Texto apresentado -
========

Em contraste, 2020 trouxe novos números à tona; o carismático cocaleiro dirigente sindical Andrónico Rodríguez, agora chefe do Senado; Eva Copa, que assumiu a liderança do Senado durante a ditadura pós-golpe (embora atualmente esteja envolvida em um conflito com o partido por causa das eleições locais); e o novo vice-ministro do Esporte, com 19 anos, Cielo Veizaga Arteaga. Assim, a crise política abriu espaço onde as forças populares indígenas de esquerda foram capazes de recriar alianças para desafiar um novo conjunto de autoridades, incluindo dentro do MAS como seu instrumento político.
História radical
Há uma longa história de resistência às políticas neoliberais por parte de camponeses, mineiros e trabalhadores na Bolívia, mas nem todos bem-sucedidos. Em 1974, exacerbando as adversidades causadas pela desvalorização da moeda boliviana em 1972 e o congelamento de seus salários, o ditador de direita Hugo Banzer Suárez introduziu um decreto que levou a uma alta paralisante nos preços dos alimentos. Milhares de camponeses indígenas de língua aimará e quíchua surgiram nos vales e nas montanhas e bloquearam estradas em protesto. Seus esforços para derrubar o regime foram brutalmente esmagados quando as forças policiais do Estado massacraram pelo menos 100 camponeses de língua quíchua em Cochabamba, no que ficou conhecido como o Massacre do Vale.
Mais recentemente, um ciclo de mobilizações que começou com a “Guerra da Água” em Cochabamba em 2000 e culminou na “Guerra do Gás” de 2003 levou à queda do neoliberal Gonzalo “Goni” Sánchez de Lozada. Sánchez de Lozada está atualmente envolvido em um processo movido por advogados de direitos humanos por seu papel na morte de pelo menos 50 indígenas desarmados em um massacre conhecido como “Outubro Negro” em 2003. Esta série de conflitos foi ferozmente contestada por movimentos sociais que lutam contra políticas de privatização neoliberais e exigem maior controle público sobre os recursos naturais do país.
Por trás dessa agitação social, EvoMorales foi eleito em 2005 como o primeiro presidente indígena da Bolívia, um país historicamente estruturado e organizado em torno da raça. Seu governo socialista foi elogiado internacionalmente por implementar programas de bem-estar social, redistribuição de riqueza e nacionalização parcial do lucrativo setor de gás, uma justificativa dos anos mais intensos de protesto.

========

Dados fornecidos -
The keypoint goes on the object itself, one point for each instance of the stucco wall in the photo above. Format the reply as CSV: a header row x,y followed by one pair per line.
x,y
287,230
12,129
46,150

========

Usando as informações -
[1] Transcreva literalmente o trecho do texto sobre a resistência popular na Bolívia de "Mais recentemente, um" até "naturais do país.".
[2] Dê continuidade ao texto sobre a resistência popular na Bolívia, começando logo após a última frase apresentada.

Lista de respostas -
[1]
Mais recentemente, um ciclo de mobilizações que começou com a “Guerra da Água” em Cochabamba em 2000 e culminou na “Guerra do Gás” de 2003 levou à queda do neoliberal Gonzalo “Goni” Sánchez de Lozada. Sánchez de Lozada está atualmente envolvido em um processo movido por advogados de direitos humanos por seu papel na morte de pelo menos 50 indígenas desarmados em um massacre conhecido como “Outubro Negro” em 2003. Esta série de conflitos foi ferozmente contestada por movimentos sociais que lutam contra políticas de privatização neoliberais e exigem maior controle público sobre os recursos naturais do país.

[2]
Depois da vitória de outubro, o MAS e sua base de apoio agora miram para as eleições locais e regionais que se aproximam em março de 2021. Elas podem apresentar um quadro diferente do nacional, é claro, já que historicamente o eleitorado tende a votar em candidatos individualmente ao invés de seguirem linhas partidárias. Em 2015, o MAS saiu vitorioso, mas sofreu um revés em relação aos anos anteriores, pois os partidos de oposição garantiram vários cargos importantes de prefeito e governador.
O coronavírus continua a ceifar vidas, embora os números sejam muito menores do que durante o pico de julho. Em dezembro, Arce anunciou que o governo irá adquirir 5,2 milhões de doses da vacina russa. Arce, cuja reputação de tecnocrata prudente foi importante para torná-lo querido entre os eleitores, também anunciou um novo imposto sobre os super-ricos.
Mas, embora o futuro seja incerto, está claro que a Bolívia em 2020 forneceu um horizonte para inspirar a esquerda internacional. Para o povo da Bolívia, a memória da luta passada, sem dúvida, serve como uma poderosa força mobilizadora no presente. A reeleição do MAS destaca como a resistência efetiva em uma crise vem através da organização permanente dos setores sociais progressistas e um compromisso com a democracia interna dentro das estruturas partidárias. Acima de tudo, a Bolívia mostra que a democracia é feita – e refeita – através da luta de baixo para cima.